Chi l’ha detto che le farfalle vivono un giorno solo?

Chi l’ha detto che le farfalle vivono un giorno solo?

Qualche giorno fa Roberto Fioretto della Fondazione Cariparo è venuto a conoscere la realtà della comunità alloggio “Le farfalle”, da quest’incontro ha scritto un bellissimo articolo che speriamo leggerete con piacere. 

Chi l’ha detto che le farfalle vivono un giorno solo?

Cucina abitabile, sala da pranzo e salotto, 2 bagni, 3 camere da letto. Sviluppato su tre piani, con piccolo giardino privato, alle porte di Rovigo. Detto così, potrebbe sembrare un qualsiasi annuncio immobiliare. In realtà, l’appartamento di cui vi stiamo parlando è ben più di un semplice spazio abitativo. È una comunità solidale di accoglienza residenziale dove trovano ospitalità donne e ragazze sole provenienti da più nazionalità. Alcune di loro sono in fuga da qualcuno e vanno protette, altre invece provengono dal Centro di Accoglienza Straordinaria. Qualsiasi sia il loro Paese d’origine, le difficoltà in atto o quelle che vogliono lasciarsi alle spalle, ognuna qui può trovare non solo un posto dove stare, ma anche e soprattutto chi le accoglie, le supporta e le incoraggia.

Un modello di convivenza sociale e comunitaria
per generare autonomia ed emancipazione nelle donne sole e con minori.
_ _ _ _ _ _ _
* **CONSEGNA 1**:
Rispondi a queste domande sul testo dedicato alla comunità alloggio “Le farfalle”:
(a) Chi è venuto a conoscere la comunità e per quale fondazione lavora?
(b) Quante camere da letto ha l’appartamento?
(c) Dove si trova l’appartamento?
* **CONSEGNA 2**:
Riscrivi in forma più breve il paragrafo che comincia con “Cucina abitabile, sala da pranzo e salotto” nel testo sulla comunità “Le farfalle”, mantenendone i fatti principali.
* **CONSEGNA 3**:
Prosegui il testo sulla comunità “Le farfalle” a partire dall’ultima frase riportata.

* **DATI FORNITI**:
_ _ _ _ _ _ _
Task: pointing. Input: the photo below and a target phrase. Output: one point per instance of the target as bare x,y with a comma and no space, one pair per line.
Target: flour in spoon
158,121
_ _ _ _ _ _ _
* **RISPOSTA SCRITTA 1**:
(a) Roberto Fioretto, della Fondazione Cariparo.
(b) Tre camere da letto.
(c) Alle porte di Rovigo.

* **RISPOSTA SCRITTA 2**:
L’appartamento, alle porte di Rovigo, si sviluppa su tre piani. Ha cucina abitabile, sala da pranzo, salotto, due bagni, tre camere e un piccolo giardino privato. Non è però una semplice abitazione, ma una comunità solidale di accoglienza residenziale per donne e ragazze sole di varie nazionalità. Alcune fuggono da qualcuno e vanno protette, altre arrivano dal Centro di Accoglienza Straordinaria. Qui ognuna trova un posto dove stare e persone che la accolgono, la sostengono e la incoraggiano.

* **RISPOSTA SCRITTA 3**:
Quando arriviamo non dobbiamo neppure bussare. Un paio di ragazze sono sulla soglia della porta d’ingresso che dà direttamente sulla via. Con loro c’è Donata Tamburin, presidente di Arcisolidarietà di Rovigo, l’associazione che ha promosso e gestisce la residenza ottenuta in concessione per 10 anni dall’Ater cittadino.
«Stiamo attaccando al muro la nostra targa» ci dice venendoci incontro. «Ogni tanto si stacca, ma poi noi la riattacchiamo». Un piccolo inconveniente, nulla più, che però anticipa la determinazione e la forza di volontà che, pur tra mille complessità e difficoltà, troveremo tra le pareti di casa. Un alloggio e un progetto particolare, che sosteniamo attraverso il nostro bando Progetto Sociale, dove il “come” diventa determinante per il “chi”.

l “chi” attualmente sono quattro ragazze: Uche, Isabella, Daniela e Favour, tutte provenienti dall’Edo State, regione meridionale della Nigeria. Se oggi sono qui, va da sé, non è per loro scelta. A non voler considerare le violenze, gli abusi e le criminalità dalle quali stanno fuggendo, ci appaiono per quel che sono: ventenni in cerca di spiccare il volo verso il proprio futuro. Iniziare a farlo in una comunità che si chiama Le Farfalle, non è certo per inclinazione alla retorica poetica. Perché qui, le urgenze e le necessita, sono reali. Oltre che sciaguratamente molteplici.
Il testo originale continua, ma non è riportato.